#### PROBLEM TO SOLVE:
Reproduce every one of the records below word for word, omitting the pictures.

#### DATA SUPPLIED:

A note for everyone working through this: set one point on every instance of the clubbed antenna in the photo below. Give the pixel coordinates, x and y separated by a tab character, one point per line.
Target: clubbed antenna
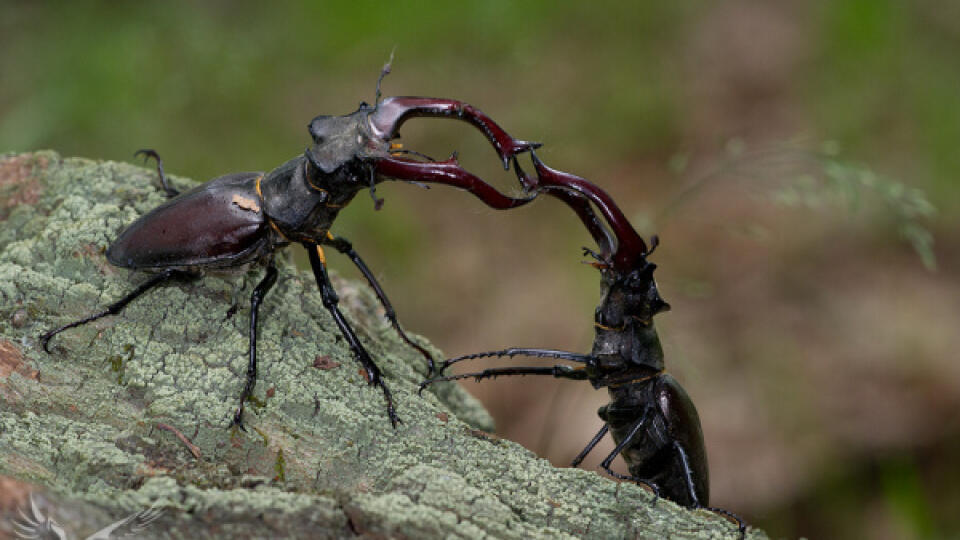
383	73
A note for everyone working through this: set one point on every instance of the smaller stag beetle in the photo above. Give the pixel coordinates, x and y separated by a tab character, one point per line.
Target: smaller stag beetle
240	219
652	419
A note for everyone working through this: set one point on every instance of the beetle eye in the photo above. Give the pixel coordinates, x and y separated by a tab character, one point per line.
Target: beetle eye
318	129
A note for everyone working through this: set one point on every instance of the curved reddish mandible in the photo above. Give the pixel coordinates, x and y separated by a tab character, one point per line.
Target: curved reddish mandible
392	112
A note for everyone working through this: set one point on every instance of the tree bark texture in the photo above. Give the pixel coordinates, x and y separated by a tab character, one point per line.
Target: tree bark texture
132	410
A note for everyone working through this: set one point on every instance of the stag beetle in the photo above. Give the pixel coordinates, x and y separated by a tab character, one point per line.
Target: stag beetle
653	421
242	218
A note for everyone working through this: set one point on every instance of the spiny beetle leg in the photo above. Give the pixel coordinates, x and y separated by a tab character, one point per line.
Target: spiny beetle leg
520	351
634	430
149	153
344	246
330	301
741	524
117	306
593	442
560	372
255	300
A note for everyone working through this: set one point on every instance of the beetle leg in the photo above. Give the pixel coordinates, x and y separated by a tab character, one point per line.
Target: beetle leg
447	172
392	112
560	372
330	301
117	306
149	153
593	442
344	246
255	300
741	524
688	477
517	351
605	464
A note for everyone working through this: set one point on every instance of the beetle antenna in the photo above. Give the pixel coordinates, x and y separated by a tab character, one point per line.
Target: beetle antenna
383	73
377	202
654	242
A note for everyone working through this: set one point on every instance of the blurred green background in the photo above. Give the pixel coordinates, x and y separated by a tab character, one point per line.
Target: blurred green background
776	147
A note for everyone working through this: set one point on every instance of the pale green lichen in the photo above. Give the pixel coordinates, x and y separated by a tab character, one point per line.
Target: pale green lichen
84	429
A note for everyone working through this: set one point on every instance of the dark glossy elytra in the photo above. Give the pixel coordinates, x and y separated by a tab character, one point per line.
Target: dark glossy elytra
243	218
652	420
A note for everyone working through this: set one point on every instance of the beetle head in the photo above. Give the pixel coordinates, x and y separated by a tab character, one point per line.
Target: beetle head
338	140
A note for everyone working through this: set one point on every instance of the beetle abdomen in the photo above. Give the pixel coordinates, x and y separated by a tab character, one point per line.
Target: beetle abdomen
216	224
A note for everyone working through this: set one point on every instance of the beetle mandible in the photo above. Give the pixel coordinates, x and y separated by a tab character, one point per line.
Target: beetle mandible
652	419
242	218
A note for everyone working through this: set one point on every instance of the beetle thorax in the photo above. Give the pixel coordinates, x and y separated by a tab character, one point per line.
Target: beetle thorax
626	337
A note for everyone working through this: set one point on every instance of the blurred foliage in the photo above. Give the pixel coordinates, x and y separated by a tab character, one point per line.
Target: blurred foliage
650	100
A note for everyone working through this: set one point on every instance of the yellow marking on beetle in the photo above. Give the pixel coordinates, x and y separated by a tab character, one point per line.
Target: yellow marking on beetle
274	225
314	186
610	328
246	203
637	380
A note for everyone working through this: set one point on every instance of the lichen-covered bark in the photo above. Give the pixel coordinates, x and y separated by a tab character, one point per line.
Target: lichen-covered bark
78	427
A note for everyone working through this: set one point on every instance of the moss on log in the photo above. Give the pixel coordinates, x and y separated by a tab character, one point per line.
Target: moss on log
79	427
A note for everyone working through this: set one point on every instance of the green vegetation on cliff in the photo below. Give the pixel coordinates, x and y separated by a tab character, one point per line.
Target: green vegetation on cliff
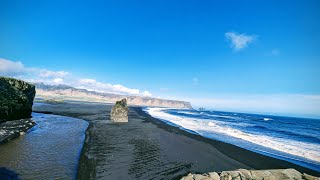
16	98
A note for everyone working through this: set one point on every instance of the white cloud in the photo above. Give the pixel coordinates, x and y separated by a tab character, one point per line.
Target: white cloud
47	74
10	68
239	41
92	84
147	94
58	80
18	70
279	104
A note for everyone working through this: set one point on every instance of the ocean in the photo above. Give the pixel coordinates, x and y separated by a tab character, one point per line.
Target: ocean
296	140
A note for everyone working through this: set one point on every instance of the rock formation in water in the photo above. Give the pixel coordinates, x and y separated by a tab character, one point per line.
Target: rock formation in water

#### SOLUTION:
A note for everyone working through this: set one point on every instance of the clubbed antenna in the photo below. Give the pixel coordinates, x and y separated by a tab character, one point per line.
Target: clubbed antenna
383	73
A note for everyone working through this: set one point on every instance of the smaller stag beetle in the photo above. Give the pixel coordinates, x and y separated by a tab character, one point per line.
Target: smaller stag beetle
240	219
652	419
A note for everyone working through this: set one point on every instance of the beetle eye in the photo above. Give the pixel coordinates, x and y separated by a tab character, one point per line.
Target: beetle eye
318	129
A note for everyone working through this: set one point on every instance of the curved reddish mandible in the photo above. Give the pixel coordinates, x and y separated by a tab character, one point per line.
Target: curved reddish mandible
392	112
A note for everyone working through this: set one point on every instance of the tree bark texture in the photo above. Give the pixel coordinates, x and y separated by a tab character, one point per line.
Target: tree bark texture
132	410
A note for everyone working through this: set one point on every instance of the stag beetle in the photo above. Give the pixel coordinates, x and y separated by a tab character, one point per line.
Target: stag beetle
653	421
242	218
A note for everyone working through this: set one point on every instance of the spiny beetle leg in the photo above. Give the pixel coordinates, x and y separated by a tab character, one point per line.
Target: spiny beetle leg
520	351
634	430
149	153
344	246
330	301
741	524
117	306
593	442
560	372
255	300
A note for everyone working through this: set one point on every instance of the beetle leg in the photo above. Give the pixel coordinates, x and y separated by a tab character, one point per line.
Target: beetle leg
447	172
392	112
560	372
330	301
117	306
149	153
593	442
344	246
255	300
741	524
688	477
517	351
605	464
A note for everyone working through this: set one point on every instance of the beetle antenna in the photo above. Give the pixel coordinates, x and y separated by a tab character, one point per line.
Target: beetle antenna
383	73
377	202
654	242
A note for everyone working through this: set one point on every instance of the blurred green background in the photo above. Give the pixel coordinates, x and y separated by a tab character, one point per line.
Target: blurred green background
776	147
A note for everyone working through this: set one point on every instance of the pale green lichen in the photo above. Give the pixel coordinates, x and y separated by a tab character, one point per line.
Target: pale green lichen
84	429
A note for everyone working through this: set one point on every instance of the dark glossy elytra in the photo above. Give the pixel coordinates, x and y separated by a tab character, one point per line.
Target: dark glossy elytra
243	218
652	420
A note for everyone working through this: set one point on every instance of the beetle head in the photo above. Give the pixel coordinates, x and y separated by a tab character, one point per line.
Target: beetle head
338	140
A note for everyone working through this: set one point on every instance of the beetle abdomen in the photo above. Give the pixel coordinates, x and y separated by a tab character, one point per line.
Target: beetle abdomen
216	224
A note for everyone working through this: set one point on every instance of the beetle mandible in the photo above. Give the pixel coordinates, x and y separated by a tab character, one point per line.
Target: beetle mandible
652	419
242	218
A note for everyone working through this: set one point on every instance of the beetle thorax in the photo above. Give the pixel coordinates, x and y separated by a tab character, one point per line.
Target: beetle thorax
626	337
A note for everyone working through this: set one point on every instance of the blurred foliage in the photo above. Give the pixel coordinates, x and y separated by a tab character, one point per line.
Target: blurred foliage
650	100
A note for everyone working through this: set one point on every instance of the yellow marking on beetle in the photo above. Give the pixel coordinates, x and y separated by a tab character, one point per line.
Target: yellow marking on beetle
274	225
314	186
610	328
246	203
637	380
A note for everyone working through this: set one point on every instance of the lichen-covered bark in the photo above. Give the pixel coordinates, x and y separated by a tab character, one point per line.
Target: lichen-covered bark
78	427
A note for everyone working through this: set one point on every instance of the moss on log in the photo above. Give the pixel coordinates, x and y separated by a tab character, one point per line.
Target: moss on log
79	427
A note for everyone working through this: set one point on every instance of the green vegetation on cliff in the photo below. Give the pixel coordinates, x and y separated by a tab character, one point per line.
Target: green vegetation on cliff
16	98
A note for everyone working through this: set one point on every instance of the white cloud in the photo above. Give the pixel coordinates, x and y separated by a tab character, one point per line.
Target: white cloud
47	74
10	68
239	41
92	84
147	94
58	80
18	70
279	104
A note for everyone working through this: set one point on every instance of the ocean in the photo above. Give the pixel coordinates, x and y separated by a tab character, one point per line.
Target: ocean
296	140
A note for everyone working through this: set one point on every instance of the rock formation in water in the photo above. Give the pixel coordinates, x and y separated by a tab character, one point per line.
Target: rock formation in water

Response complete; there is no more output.